* START Quoted text *

R/pim.R
In pim: Fit Probabilistic Index Models

Documented in pim

#' Fitting a Probabilistic Index Model
#'
#' This function fits a probabilistic index model,
#' also known as PIM. It can be used to fit standard PIMs, as well as
#' many different flavours of models that can be reformulated as a pim.
#' The most general models are implemented, but the flexible formula
#' interface allows you to specify a wide variety of different models.
#'
#' PIMs are based on a set of pseudo-observations constructed from the
#' comparison between a range of possible combinations of 2 observations.
#' We call the set of pseudo observations \emph{poset} in the context
#' of this package.
#'
#' By default, this poset takes every unique combination of 2 observations
#' (\code{compare = "unique"}). You can either use a character value, or
#' use a matrix or list to identify the set of observation pairs that have to be
#' used as pseudo-observations. Note that the matrix and list should
#' be either nameless, or have the (col)names 'L' and 'R'. If any other
#' names are used, these are ignored and the first column/element
#' is considered to be 'L'. See also
#' \code{\link{new.pim.poset}}.
#'
#' It's possible to store the model matrix and psuedo responses in the
#' resulting object. By default this is not done
#' (\code{keep.data = FALSE}) as this is less burden on the memory and
#' the \code{\link{pim.formula}} object contains all information to
#' reconstruct both the model matrix and the pseudo responses.
#' If either the model matrix or the pseudo responses are needed for
#' further calculations, setting \code{keep.data} to \code{TRUE} might
#' reduce calculation time for these further calculations.
#'
#' @section The enhanced formula interface:
#' In case you want to fit a standard PIM, you can specify the model in
#' mostly the same way as for \code{\link[stats]{lm}}. There's one important
#' difference: a PIM has by default no intercept. To add an intercept, use
#' \code{+ 1} in the formula.
#'
#' Next to this, you can use the functions \code{\link{L}} and \code{\link{R}}
#' in a formula to indicate which part of the poset you refer to. Remember a
#' poset is essentially a matrix-like object with indices refering to the
#' pseudo-observations. Using \code{L()} and \code{R()} you can define
#' exactly how the pseudo-observations fit in the model. Keep in mind that
#' any calculation done with these functions, has to be wrapped in a call
#' to \code{I()}, just like you would do in any other formula interface.
#'
#' You don't have to specify the model though. If you choose the option
#' \code{model = 'difference'}, every variable in the formula will be
#' interpreted as \code{I(R(x) - L(x))}. If you use the option
#' \code{model = 'marginal'}, every variable will be interpreted as
#' \code{R(X)}.

* END Quoted text *
* START Records *

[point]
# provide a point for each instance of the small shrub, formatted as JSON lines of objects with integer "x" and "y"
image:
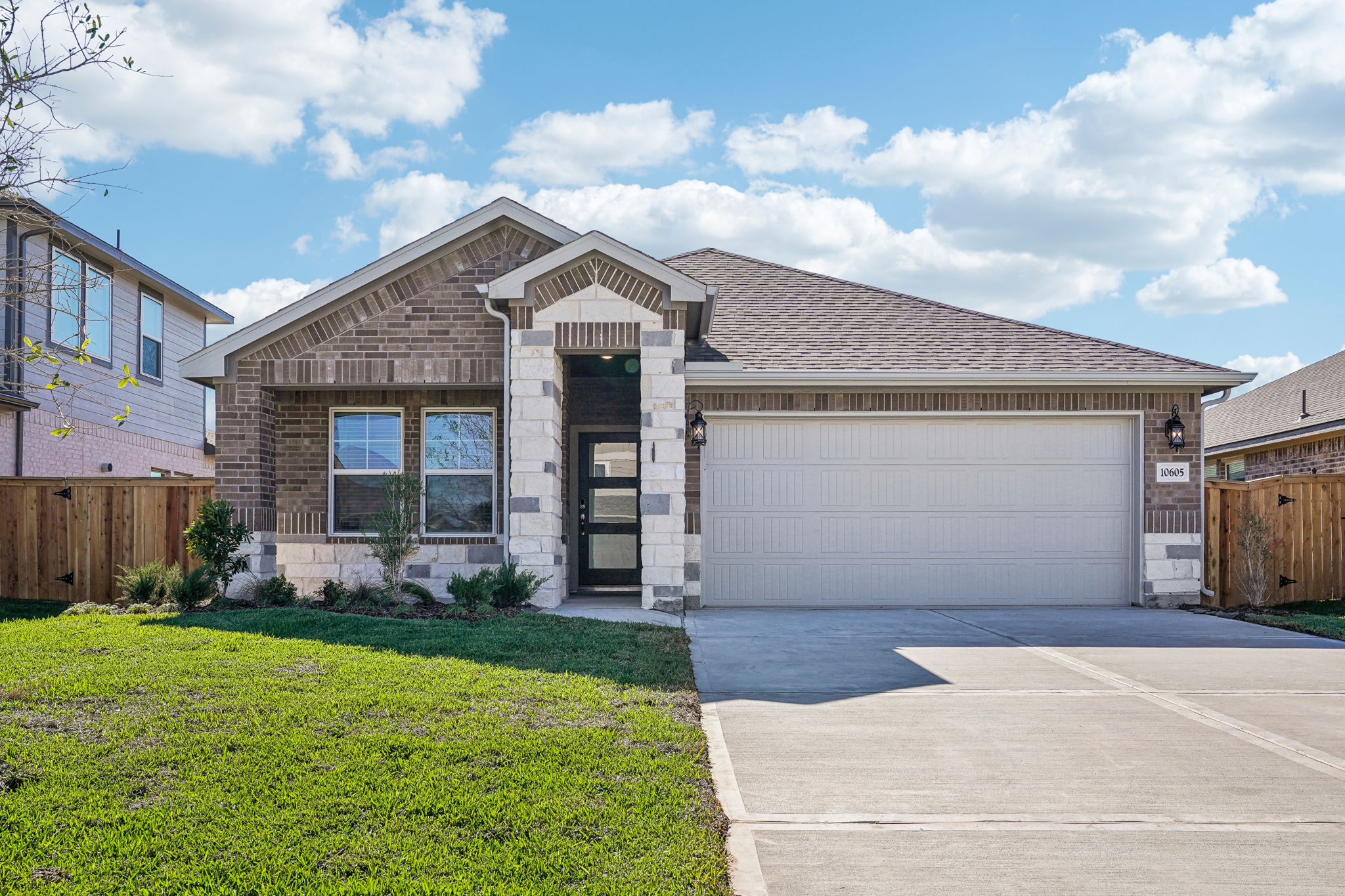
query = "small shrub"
{"x": 194, "y": 587}
{"x": 276, "y": 591}
{"x": 91, "y": 609}
{"x": 214, "y": 538}
{"x": 368, "y": 594}
{"x": 418, "y": 591}
{"x": 397, "y": 528}
{"x": 150, "y": 582}
{"x": 472, "y": 591}
{"x": 514, "y": 587}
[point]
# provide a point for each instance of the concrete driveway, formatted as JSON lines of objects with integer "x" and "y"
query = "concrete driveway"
{"x": 1074, "y": 752}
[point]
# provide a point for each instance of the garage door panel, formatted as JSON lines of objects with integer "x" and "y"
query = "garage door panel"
{"x": 919, "y": 512}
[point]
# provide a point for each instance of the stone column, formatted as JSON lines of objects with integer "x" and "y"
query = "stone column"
{"x": 662, "y": 469}
{"x": 537, "y": 507}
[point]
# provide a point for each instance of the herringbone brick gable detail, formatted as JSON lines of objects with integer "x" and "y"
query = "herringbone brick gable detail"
{"x": 403, "y": 331}
{"x": 596, "y": 270}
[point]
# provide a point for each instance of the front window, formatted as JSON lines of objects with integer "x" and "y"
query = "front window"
{"x": 81, "y": 305}
{"x": 459, "y": 472}
{"x": 366, "y": 445}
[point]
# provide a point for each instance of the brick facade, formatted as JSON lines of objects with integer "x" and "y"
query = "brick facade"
{"x": 1323, "y": 456}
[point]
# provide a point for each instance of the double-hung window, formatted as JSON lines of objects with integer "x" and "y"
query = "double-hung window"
{"x": 81, "y": 305}
{"x": 459, "y": 472}
{"x": 366, "y": 445}
{"x": 151, "y": 336}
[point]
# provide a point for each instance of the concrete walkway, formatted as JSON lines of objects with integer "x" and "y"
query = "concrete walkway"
{"x": 1074, "y": 752}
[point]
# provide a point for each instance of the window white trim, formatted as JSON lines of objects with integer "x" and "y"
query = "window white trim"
{"x": 331, "y": 457}
{"x": 158, "y": 340}
{"x": 493, "y": 472}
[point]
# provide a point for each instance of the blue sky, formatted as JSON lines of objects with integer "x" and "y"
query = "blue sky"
{"x": 1145, "y": 172}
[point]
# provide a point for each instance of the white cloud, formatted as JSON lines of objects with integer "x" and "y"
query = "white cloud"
{"x": 1151, "y": 165}
{"x": 347, "y": 234}
{"x": 256, "y": 300}
{"x": 340, "y": 161}
{"x": 1210, "y": 289}
{"x": 820, "y": 139}
{"x": 238, "y": 77}
{"x": 563, "y": 148}
{"x": 1268, "y": 368}
{"x": 418, "y": 203}
{"x": 808, "y": 228}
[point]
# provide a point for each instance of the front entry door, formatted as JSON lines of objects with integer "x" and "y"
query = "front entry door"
{"x": 609, "y": 509}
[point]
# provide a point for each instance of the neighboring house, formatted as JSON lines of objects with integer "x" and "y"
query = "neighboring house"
{"x": 1292, "y": 425}
{"x": 862, "y": 446}
{"x": 131, "y": 314}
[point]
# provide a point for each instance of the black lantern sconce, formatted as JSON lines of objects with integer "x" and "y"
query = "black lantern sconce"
{"x": 1176, "y": 431}
{"x": 695, "y": 426}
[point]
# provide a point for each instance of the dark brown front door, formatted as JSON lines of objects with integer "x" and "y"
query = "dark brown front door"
{"x": 609, "y": 509}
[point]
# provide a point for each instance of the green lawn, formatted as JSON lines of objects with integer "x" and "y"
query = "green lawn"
{"x": 296, "y": 752}
{"x": 1314, "y": 617}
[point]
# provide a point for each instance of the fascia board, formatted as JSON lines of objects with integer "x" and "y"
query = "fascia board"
{"x": 513, "y": 285}
{"x": 211, "y": 362}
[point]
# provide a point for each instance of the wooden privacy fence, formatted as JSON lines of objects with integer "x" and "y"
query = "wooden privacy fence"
{"x": 1308, "y": 535}
{"x": 62, "y": 539}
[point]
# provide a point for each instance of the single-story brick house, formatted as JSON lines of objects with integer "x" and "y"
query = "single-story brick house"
{"x": 862, "y": 446}
{"x": 1292, "y": 425}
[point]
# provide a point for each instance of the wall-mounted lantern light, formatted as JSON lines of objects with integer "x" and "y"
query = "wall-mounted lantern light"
{"x": 695, "y": 426}
{"x": 1176, "y": 430}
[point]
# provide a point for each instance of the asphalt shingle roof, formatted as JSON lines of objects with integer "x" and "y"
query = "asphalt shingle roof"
{"x": 774, "y": 317}
{"x": 1274, "y": 409}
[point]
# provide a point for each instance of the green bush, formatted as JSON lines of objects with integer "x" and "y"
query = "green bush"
{"x": 418, "y": 591}
{"x": 334, "y": 591}
{"x": 472, "y": 591}
{"x": 150, "y": 582}
{"x": 214, "y": 538}
{"x": 194, "y": 587}
{"x": 514, "y": 587}
{"x": 276, "y": 591}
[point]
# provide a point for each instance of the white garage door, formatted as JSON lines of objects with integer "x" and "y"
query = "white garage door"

* END Records *

*Exercise tasks:*
**1.** Retype the stretch of the pim function documentation from "Documented in pim" through "of different models.".
**2.** Extend the pim function documentation, starting right after its last sentence.

*Results of the tasks:*
**1.**
Documented in pim

#' Fitting a Probabilistic Index Model
#'
#' This function fits a probabilistic index model,
#' also known as PIM. It can be used to fit standard PIMs, as well as
#' many different flavours of models that can be reformulated as a pim.
#' The most general models are implemented, but the flexible formula
#' interface allows you to specify a wide variety of different models.

**2.**
#'
#' If you don't specify any special function (i.e. \code{\link{L}},
#' \code{\link{R}}, \code{\link{P}} or \code{\link{PO}}),
#' the lefthand side of the formula is defined as \code{PO(y)}. The function
#' \code{\link{PO}} calculates pseudo observations; it is 1
#' if the value of the dependent variable for the observation
#' from the L-poset is smaller than, 0 if it is larger than and 0.5 if
#' it is equal to the value for value from the R-poset (see also \code{\link{PO}})
#'
#' @param formula An object of class \code{\link{formula}} (or one that
#' can be coerced to that class): A symbolic description of the model
#' to be fitted. The details of model specification are given under 'Details'.
#'
#' @param data an optional data frame, list or environment that contains
#' the variables in the model. Objects that can be coerced by
#' \code{\link{as.data.frame}} can be used too.
#'
#' @param link a character vector with a single value that determines the
#' used link function. Possible values are "logit", "probit" and "identity".
#' The default is "logit".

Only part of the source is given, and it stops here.